(WHAT THE TASK REQUIRES) Return every line of the data below that contains the word "blue". Case counts.

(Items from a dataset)
□ □ □ □ □ □ □
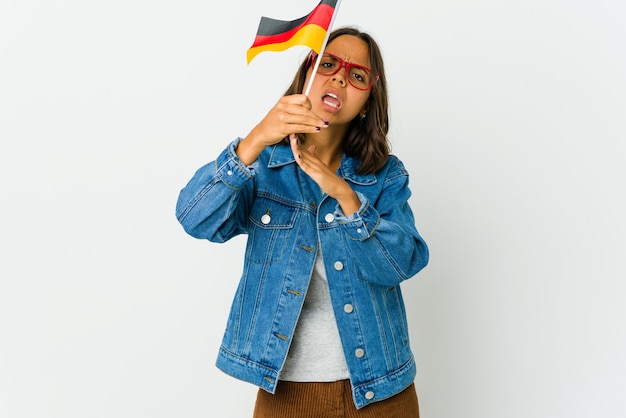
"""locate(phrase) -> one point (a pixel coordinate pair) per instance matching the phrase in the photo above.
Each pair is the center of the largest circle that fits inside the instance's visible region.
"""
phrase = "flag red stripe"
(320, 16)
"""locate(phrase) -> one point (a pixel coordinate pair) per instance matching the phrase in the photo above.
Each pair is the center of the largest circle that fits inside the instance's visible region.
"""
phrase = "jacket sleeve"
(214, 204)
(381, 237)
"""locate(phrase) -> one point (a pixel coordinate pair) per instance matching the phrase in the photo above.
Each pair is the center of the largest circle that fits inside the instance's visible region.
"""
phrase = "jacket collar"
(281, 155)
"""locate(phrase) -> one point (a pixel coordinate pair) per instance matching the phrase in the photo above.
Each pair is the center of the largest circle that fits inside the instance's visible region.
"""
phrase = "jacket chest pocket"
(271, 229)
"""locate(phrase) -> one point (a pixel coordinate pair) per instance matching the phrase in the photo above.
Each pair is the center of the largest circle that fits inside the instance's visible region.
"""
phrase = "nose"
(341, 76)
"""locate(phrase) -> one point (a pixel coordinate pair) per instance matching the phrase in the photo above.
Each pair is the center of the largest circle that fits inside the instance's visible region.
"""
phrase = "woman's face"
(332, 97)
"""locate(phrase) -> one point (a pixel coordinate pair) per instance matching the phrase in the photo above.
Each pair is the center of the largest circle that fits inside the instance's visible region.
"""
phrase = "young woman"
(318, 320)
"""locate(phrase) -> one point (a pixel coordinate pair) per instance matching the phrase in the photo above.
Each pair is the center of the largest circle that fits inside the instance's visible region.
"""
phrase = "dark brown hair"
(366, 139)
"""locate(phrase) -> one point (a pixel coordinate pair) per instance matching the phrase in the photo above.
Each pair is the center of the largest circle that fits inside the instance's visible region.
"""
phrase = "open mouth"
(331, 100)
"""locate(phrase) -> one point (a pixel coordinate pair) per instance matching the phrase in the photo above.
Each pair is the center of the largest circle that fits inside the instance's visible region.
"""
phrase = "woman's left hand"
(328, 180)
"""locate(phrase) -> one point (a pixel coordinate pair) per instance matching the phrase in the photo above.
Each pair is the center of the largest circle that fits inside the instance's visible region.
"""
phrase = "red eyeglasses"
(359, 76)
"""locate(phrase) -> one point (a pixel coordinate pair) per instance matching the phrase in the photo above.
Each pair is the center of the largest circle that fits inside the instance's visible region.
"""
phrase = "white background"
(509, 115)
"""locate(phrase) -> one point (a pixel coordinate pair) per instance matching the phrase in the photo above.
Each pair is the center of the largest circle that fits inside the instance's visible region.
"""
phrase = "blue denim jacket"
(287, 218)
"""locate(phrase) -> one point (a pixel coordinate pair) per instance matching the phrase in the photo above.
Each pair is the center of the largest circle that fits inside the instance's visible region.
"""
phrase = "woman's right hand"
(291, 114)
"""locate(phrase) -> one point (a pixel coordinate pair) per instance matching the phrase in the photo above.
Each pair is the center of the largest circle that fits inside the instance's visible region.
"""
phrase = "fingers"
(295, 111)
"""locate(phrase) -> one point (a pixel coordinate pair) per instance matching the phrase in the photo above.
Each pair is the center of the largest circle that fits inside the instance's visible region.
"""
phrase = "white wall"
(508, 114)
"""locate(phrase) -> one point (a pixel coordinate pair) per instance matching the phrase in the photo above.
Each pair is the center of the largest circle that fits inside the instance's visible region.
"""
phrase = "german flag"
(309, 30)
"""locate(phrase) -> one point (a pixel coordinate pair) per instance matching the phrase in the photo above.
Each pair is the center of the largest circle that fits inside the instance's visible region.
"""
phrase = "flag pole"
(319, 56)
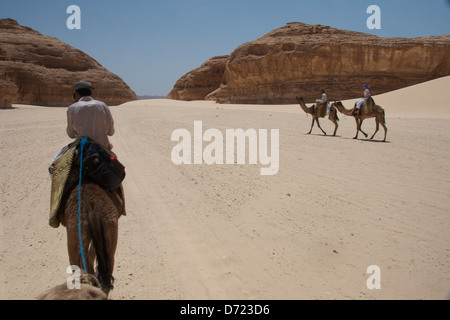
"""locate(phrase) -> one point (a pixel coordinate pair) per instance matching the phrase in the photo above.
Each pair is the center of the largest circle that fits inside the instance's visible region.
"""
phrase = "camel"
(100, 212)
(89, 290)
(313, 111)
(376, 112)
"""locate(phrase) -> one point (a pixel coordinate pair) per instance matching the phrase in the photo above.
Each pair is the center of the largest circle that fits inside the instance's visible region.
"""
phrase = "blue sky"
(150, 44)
□ □ □ □ □ □ □
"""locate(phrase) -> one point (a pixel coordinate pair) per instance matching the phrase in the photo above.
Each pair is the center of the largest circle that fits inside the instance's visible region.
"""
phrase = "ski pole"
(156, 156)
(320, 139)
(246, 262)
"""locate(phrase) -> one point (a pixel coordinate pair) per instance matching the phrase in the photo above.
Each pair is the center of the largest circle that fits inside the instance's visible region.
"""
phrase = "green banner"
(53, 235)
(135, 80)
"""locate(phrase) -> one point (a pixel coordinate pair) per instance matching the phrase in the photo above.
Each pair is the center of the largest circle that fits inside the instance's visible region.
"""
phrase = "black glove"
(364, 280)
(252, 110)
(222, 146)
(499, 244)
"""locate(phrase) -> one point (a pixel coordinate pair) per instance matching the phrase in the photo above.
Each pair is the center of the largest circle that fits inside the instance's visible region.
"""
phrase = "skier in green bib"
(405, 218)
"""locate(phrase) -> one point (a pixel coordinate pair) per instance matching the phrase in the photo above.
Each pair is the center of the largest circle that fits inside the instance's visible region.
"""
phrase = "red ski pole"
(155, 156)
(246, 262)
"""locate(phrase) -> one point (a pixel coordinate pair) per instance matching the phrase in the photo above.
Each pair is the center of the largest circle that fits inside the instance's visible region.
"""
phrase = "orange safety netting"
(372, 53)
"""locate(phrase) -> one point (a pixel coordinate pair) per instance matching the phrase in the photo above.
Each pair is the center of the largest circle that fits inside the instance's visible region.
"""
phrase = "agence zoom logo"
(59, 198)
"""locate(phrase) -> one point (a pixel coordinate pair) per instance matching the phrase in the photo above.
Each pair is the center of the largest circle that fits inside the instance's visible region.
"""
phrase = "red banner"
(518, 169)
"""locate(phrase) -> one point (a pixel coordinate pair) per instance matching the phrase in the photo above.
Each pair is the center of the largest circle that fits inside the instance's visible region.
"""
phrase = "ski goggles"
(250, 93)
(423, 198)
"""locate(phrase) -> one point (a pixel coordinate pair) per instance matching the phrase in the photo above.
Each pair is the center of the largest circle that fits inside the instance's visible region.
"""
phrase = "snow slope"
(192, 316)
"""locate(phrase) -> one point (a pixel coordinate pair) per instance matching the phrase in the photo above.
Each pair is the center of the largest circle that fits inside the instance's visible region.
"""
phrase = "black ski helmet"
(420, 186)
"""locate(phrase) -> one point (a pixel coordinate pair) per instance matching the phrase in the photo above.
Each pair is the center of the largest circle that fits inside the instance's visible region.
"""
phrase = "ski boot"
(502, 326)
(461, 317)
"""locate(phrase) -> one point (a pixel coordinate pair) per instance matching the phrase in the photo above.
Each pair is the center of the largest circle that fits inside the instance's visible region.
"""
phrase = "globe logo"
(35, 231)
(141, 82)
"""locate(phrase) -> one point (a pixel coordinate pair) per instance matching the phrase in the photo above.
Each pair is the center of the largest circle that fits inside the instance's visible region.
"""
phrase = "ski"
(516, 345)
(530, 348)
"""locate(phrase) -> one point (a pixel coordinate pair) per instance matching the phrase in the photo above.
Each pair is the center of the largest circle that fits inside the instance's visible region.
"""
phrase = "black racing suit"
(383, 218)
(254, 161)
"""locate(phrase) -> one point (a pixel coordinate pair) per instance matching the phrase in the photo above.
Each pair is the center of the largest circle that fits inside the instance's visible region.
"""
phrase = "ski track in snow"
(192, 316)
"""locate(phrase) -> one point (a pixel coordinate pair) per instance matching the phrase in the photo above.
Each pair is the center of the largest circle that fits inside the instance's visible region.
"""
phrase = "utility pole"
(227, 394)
□ □ □ □ □ □ □
(FINISHED EXERCISE)
phrase = "blue denim jacket"
phrase = "blue sky"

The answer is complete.